» **Task details**: Display each line of the entries below that contains the word "wheel", reproducing every such line without alteration.
┌────────
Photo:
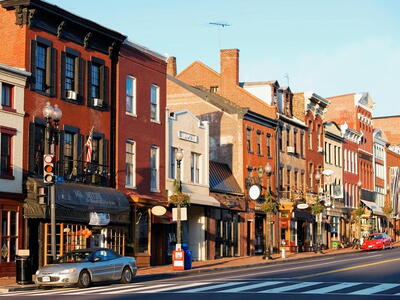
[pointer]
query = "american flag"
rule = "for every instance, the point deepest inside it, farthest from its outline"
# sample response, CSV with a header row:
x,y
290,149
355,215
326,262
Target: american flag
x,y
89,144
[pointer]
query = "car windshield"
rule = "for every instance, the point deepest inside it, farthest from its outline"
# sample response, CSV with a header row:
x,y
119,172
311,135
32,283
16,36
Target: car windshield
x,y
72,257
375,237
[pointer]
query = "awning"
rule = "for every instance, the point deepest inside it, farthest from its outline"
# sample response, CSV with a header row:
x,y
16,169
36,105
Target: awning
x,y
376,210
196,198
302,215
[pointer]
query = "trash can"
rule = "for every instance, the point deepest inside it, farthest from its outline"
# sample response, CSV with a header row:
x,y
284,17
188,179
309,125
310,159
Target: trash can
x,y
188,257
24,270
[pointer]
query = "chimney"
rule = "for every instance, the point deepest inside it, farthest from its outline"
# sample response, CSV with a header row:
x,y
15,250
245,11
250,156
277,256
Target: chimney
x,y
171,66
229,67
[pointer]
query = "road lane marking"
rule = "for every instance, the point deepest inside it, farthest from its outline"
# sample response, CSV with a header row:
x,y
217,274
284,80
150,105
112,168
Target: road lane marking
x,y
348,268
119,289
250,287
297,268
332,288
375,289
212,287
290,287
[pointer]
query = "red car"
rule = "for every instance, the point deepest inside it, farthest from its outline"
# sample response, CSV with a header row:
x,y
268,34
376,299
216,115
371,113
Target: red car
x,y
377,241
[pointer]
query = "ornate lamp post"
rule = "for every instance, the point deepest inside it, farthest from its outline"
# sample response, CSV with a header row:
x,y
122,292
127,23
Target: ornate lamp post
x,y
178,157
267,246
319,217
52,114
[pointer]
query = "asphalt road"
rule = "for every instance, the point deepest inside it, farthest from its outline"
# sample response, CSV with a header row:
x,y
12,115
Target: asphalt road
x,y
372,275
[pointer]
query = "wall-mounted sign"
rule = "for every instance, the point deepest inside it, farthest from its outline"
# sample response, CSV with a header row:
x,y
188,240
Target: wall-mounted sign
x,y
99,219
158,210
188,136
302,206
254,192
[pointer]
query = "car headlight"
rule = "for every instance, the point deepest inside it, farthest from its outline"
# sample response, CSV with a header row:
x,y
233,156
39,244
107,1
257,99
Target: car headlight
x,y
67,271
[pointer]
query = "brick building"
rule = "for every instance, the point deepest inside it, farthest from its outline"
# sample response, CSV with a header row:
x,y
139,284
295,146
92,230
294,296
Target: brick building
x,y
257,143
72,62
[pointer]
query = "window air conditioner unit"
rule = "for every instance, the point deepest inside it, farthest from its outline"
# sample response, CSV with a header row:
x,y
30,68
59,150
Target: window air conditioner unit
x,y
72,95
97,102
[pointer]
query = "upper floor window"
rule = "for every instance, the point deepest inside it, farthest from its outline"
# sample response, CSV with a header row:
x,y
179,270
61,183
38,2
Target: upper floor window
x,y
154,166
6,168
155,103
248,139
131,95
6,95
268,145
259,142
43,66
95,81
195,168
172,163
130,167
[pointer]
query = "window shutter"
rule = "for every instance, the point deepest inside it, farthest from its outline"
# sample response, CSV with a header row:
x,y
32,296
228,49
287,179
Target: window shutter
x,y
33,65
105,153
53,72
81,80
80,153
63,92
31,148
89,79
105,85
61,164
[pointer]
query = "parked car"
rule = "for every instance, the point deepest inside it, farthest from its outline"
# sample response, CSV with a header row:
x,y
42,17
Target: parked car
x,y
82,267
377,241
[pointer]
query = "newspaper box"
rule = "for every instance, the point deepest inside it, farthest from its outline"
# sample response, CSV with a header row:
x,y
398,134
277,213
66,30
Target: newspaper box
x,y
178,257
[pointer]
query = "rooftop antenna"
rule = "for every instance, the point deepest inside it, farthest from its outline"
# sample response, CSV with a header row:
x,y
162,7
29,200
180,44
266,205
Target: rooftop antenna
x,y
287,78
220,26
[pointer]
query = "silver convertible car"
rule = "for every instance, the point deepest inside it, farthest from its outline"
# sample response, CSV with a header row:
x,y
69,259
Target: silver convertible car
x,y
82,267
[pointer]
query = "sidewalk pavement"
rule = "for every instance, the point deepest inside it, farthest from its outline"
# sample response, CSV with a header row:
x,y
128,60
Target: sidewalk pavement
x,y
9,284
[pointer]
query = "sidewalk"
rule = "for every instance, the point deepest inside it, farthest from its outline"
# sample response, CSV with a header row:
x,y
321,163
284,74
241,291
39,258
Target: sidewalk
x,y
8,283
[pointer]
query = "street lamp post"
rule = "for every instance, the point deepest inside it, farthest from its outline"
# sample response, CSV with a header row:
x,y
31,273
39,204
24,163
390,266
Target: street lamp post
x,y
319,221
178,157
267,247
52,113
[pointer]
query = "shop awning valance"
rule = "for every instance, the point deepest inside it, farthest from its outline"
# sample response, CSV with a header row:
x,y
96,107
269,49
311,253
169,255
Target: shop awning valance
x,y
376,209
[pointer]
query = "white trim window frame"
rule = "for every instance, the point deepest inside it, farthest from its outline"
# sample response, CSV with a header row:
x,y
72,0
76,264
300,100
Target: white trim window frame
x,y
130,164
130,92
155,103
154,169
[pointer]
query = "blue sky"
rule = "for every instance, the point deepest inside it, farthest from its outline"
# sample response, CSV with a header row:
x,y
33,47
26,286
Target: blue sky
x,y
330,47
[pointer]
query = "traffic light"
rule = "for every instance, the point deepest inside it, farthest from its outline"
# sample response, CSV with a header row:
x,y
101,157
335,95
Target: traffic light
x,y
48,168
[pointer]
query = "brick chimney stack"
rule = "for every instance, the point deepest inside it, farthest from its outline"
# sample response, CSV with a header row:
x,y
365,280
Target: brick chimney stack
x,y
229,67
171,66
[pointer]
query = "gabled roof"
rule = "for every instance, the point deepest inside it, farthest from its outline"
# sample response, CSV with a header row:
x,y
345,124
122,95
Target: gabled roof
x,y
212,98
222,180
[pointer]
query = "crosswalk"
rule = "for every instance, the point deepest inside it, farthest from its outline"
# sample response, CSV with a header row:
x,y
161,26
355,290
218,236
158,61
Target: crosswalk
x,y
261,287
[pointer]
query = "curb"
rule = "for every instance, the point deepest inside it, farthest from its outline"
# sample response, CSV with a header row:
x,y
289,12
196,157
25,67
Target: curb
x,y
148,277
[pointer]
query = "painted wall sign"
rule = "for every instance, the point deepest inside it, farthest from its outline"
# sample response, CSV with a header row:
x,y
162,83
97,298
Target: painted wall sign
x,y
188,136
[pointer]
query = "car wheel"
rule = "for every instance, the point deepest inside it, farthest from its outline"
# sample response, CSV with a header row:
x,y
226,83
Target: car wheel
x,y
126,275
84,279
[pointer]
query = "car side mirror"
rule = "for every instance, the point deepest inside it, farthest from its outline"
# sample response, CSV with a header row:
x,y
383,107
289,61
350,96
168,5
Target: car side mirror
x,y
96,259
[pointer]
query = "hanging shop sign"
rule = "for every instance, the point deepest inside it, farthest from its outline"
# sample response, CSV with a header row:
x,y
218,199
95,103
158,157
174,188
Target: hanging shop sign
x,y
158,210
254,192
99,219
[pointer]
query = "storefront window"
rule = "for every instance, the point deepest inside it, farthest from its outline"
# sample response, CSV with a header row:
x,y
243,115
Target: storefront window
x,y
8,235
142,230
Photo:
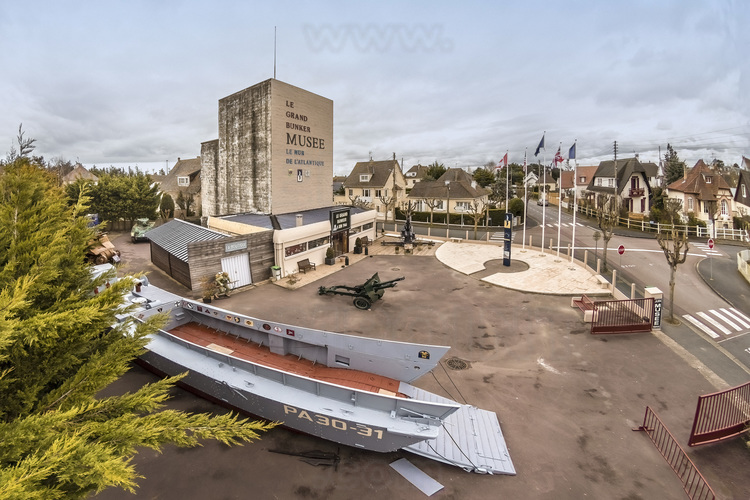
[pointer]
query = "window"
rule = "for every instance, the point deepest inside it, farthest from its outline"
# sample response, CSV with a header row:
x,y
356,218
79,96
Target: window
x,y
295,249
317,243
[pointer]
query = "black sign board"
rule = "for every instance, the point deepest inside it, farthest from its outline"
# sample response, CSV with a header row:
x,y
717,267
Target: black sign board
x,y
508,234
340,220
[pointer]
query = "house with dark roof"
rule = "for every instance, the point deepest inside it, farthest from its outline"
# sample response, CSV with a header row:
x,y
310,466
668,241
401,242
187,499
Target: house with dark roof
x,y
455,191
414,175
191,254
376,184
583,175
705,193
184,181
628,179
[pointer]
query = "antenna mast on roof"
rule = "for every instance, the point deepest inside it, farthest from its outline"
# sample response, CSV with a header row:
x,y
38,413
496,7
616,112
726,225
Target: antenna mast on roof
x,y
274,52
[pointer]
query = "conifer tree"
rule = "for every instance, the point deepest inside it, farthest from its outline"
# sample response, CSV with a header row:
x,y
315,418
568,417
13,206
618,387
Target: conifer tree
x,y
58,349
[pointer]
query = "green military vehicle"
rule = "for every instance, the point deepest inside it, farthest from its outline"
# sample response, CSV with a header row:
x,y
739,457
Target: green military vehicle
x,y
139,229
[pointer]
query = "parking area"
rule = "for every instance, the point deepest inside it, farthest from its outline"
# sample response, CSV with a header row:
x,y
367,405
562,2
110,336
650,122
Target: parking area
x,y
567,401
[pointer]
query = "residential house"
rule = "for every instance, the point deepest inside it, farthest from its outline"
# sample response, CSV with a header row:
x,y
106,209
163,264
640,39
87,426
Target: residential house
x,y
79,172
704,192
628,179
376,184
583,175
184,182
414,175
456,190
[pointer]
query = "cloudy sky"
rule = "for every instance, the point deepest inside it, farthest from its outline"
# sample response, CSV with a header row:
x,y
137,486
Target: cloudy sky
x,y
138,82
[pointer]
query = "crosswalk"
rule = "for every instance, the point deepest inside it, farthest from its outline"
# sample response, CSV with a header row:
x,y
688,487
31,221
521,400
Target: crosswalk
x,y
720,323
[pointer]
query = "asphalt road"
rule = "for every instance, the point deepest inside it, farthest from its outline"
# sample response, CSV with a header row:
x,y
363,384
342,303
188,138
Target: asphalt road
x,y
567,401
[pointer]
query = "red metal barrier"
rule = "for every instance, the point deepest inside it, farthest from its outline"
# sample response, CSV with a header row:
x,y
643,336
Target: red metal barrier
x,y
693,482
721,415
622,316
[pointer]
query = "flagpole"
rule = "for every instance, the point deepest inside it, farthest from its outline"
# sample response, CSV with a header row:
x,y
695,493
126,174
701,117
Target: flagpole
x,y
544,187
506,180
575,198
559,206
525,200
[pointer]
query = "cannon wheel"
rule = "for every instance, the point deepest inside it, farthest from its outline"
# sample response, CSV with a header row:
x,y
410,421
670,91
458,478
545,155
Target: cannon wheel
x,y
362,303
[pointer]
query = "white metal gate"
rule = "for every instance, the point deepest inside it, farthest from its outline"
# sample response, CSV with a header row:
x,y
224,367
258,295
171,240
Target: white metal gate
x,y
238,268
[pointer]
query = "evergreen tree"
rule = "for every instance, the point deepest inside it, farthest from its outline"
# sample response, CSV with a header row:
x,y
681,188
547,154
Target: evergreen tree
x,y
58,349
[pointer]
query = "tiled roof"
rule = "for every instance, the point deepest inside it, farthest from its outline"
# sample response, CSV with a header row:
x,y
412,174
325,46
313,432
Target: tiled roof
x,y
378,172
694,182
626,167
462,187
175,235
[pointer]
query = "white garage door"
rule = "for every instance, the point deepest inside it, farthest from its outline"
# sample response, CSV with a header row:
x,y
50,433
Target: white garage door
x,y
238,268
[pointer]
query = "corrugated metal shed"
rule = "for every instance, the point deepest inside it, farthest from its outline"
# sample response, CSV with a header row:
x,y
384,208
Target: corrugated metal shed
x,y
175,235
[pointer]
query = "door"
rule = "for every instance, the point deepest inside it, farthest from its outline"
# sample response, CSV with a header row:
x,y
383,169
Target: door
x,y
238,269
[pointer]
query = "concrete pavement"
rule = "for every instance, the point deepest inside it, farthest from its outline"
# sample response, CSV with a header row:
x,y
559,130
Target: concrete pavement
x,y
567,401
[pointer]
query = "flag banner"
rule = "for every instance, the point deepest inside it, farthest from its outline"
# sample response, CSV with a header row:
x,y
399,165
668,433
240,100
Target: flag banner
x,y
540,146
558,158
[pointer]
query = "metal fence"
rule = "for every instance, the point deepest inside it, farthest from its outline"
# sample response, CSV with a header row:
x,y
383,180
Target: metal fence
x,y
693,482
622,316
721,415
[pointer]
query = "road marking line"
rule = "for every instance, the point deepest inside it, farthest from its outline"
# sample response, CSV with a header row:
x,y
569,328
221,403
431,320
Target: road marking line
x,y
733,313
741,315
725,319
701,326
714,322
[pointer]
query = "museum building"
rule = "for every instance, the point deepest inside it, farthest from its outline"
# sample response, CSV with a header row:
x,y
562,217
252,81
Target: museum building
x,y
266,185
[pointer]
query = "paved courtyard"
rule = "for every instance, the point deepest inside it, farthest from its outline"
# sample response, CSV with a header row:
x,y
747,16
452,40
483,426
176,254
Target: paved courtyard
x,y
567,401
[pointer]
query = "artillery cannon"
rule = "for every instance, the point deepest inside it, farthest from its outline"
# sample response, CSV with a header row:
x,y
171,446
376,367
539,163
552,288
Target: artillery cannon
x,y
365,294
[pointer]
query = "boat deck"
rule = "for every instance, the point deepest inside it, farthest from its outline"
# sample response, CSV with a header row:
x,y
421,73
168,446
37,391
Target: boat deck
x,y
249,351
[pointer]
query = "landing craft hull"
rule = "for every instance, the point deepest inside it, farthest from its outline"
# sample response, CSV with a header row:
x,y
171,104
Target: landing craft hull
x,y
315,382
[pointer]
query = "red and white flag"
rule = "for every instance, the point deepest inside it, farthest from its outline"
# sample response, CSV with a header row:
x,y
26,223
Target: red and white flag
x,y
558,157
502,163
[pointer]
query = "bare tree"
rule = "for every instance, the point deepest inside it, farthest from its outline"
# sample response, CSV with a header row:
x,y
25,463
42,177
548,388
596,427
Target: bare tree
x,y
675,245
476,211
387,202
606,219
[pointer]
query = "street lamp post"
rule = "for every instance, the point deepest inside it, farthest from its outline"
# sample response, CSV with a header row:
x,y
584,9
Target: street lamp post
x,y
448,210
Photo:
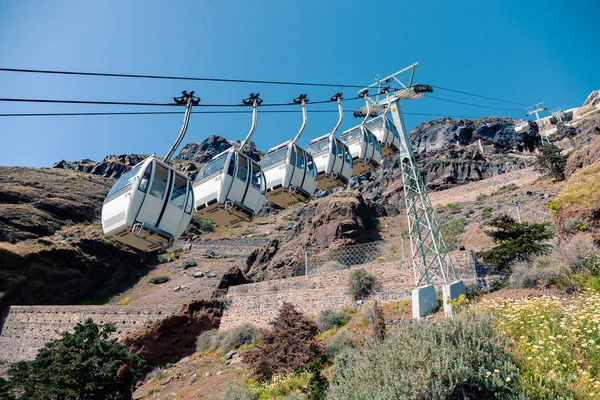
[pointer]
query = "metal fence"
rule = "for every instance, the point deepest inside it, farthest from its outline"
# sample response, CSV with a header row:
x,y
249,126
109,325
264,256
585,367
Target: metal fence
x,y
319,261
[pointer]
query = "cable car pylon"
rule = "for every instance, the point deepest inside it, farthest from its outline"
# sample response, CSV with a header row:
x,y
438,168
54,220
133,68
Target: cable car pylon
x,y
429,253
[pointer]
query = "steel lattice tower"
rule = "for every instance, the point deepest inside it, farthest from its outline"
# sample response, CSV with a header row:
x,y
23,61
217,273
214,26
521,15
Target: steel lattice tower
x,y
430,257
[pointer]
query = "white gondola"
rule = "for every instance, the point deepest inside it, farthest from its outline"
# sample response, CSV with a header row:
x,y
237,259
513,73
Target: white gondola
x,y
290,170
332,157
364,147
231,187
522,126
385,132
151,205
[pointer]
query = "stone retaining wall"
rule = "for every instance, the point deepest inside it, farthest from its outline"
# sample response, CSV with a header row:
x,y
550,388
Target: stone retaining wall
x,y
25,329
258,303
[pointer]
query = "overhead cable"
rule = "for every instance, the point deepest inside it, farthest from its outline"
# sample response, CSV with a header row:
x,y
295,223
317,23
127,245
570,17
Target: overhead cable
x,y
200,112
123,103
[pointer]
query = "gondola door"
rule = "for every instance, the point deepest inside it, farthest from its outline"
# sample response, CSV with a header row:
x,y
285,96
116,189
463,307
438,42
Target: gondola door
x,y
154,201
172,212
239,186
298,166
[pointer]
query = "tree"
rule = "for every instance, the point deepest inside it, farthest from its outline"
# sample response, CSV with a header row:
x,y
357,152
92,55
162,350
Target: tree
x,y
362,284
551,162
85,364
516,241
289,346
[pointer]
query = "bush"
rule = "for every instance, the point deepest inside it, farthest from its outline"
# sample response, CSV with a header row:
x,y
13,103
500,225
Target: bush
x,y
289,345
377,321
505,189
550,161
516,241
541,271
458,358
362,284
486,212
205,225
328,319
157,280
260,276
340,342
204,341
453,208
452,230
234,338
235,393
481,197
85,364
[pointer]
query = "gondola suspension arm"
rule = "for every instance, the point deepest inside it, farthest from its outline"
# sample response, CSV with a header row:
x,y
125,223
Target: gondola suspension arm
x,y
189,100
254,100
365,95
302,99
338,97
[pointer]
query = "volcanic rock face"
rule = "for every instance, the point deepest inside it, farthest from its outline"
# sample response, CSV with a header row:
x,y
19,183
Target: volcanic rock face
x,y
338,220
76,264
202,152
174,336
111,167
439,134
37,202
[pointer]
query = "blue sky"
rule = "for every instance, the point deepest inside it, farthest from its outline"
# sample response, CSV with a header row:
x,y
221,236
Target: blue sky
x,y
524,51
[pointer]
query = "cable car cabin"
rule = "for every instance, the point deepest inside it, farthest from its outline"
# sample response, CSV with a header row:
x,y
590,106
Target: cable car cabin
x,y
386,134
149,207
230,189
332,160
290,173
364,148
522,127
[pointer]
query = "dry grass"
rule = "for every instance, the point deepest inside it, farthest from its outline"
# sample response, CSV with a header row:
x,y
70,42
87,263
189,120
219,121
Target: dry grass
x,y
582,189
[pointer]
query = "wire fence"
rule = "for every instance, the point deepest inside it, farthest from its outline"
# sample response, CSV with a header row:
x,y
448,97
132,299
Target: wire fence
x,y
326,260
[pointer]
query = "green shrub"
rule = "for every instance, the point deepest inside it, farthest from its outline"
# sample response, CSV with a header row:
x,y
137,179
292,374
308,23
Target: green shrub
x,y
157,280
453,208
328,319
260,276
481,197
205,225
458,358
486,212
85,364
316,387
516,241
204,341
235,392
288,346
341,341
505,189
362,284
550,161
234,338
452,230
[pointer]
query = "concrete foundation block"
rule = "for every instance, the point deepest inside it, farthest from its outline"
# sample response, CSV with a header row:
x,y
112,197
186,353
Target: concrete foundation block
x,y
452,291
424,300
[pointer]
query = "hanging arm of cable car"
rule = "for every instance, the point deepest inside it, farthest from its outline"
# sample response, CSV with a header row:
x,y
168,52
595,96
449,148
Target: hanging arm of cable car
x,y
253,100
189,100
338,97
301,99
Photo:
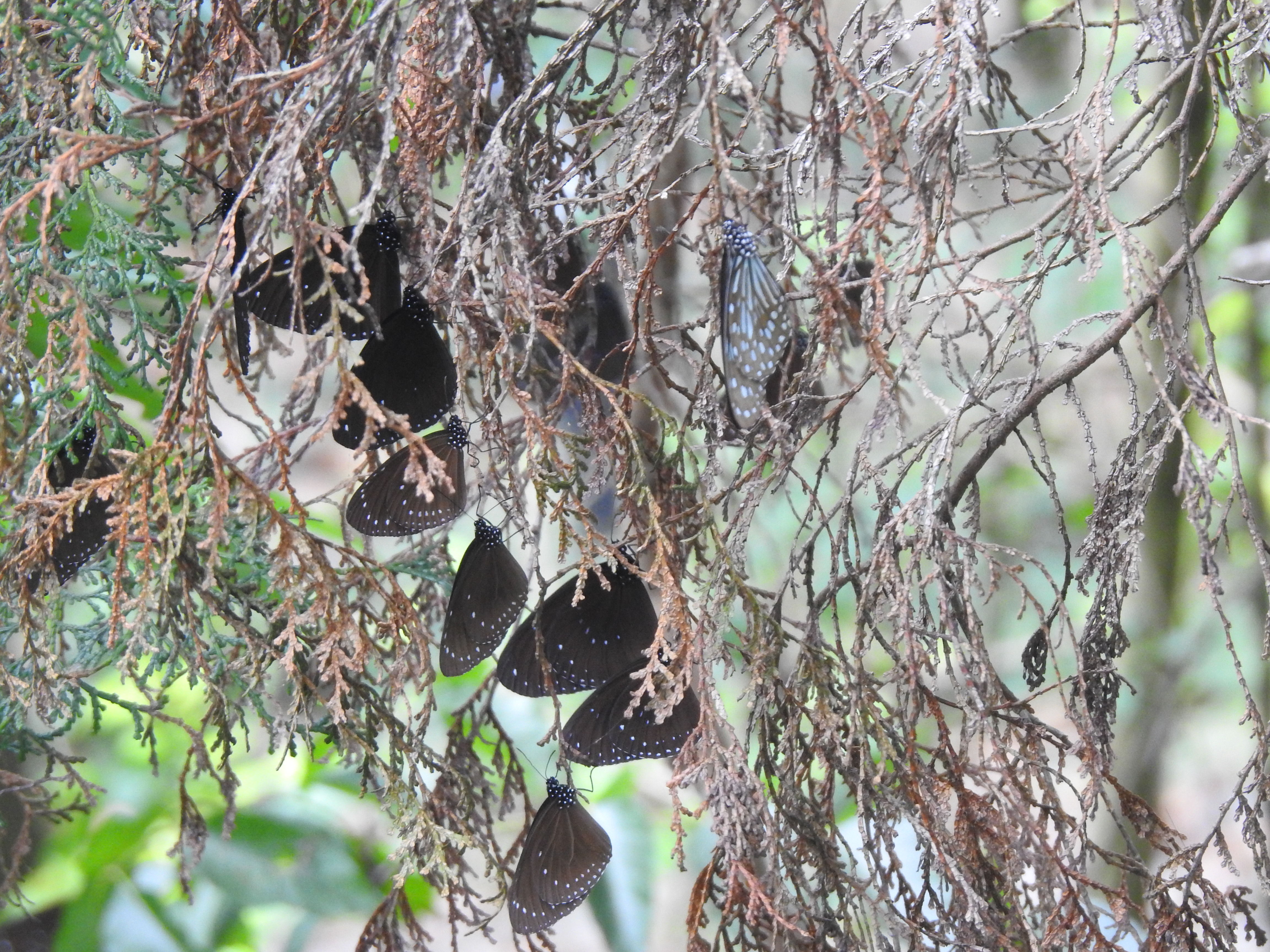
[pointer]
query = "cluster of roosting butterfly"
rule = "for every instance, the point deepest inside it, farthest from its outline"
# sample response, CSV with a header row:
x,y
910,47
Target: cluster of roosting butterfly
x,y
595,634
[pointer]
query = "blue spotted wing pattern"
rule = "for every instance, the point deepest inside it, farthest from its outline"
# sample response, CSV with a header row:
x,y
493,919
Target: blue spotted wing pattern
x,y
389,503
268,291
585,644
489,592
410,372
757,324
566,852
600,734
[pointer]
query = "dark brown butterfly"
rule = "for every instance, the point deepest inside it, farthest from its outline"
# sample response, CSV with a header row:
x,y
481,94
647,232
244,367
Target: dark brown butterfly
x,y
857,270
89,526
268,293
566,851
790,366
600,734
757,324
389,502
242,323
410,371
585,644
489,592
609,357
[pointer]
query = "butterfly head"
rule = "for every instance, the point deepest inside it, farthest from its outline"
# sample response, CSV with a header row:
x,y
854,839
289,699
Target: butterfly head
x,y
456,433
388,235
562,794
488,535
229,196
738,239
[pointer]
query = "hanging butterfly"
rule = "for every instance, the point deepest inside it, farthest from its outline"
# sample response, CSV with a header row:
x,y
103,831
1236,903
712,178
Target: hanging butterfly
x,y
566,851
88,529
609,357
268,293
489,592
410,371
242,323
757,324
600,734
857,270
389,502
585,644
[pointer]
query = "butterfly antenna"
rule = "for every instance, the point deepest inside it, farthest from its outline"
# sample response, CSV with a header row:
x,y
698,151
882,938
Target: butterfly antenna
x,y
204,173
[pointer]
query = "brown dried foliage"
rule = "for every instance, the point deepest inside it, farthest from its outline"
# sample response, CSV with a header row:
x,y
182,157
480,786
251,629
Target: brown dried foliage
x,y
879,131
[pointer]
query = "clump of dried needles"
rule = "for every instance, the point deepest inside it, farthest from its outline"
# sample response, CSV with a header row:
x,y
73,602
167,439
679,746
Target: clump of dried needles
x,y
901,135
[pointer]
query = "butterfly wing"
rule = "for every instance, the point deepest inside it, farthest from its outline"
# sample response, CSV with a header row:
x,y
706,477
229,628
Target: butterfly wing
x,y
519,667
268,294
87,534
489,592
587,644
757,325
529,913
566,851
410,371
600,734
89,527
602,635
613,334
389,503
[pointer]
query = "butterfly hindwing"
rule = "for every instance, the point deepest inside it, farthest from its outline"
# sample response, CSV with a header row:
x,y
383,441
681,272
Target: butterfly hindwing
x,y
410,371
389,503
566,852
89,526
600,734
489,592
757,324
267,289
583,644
└────────
» **Expected answer**:
query = "car wheel"
Target: car wheel
query = "cannon wheel"
Target: cannon wheel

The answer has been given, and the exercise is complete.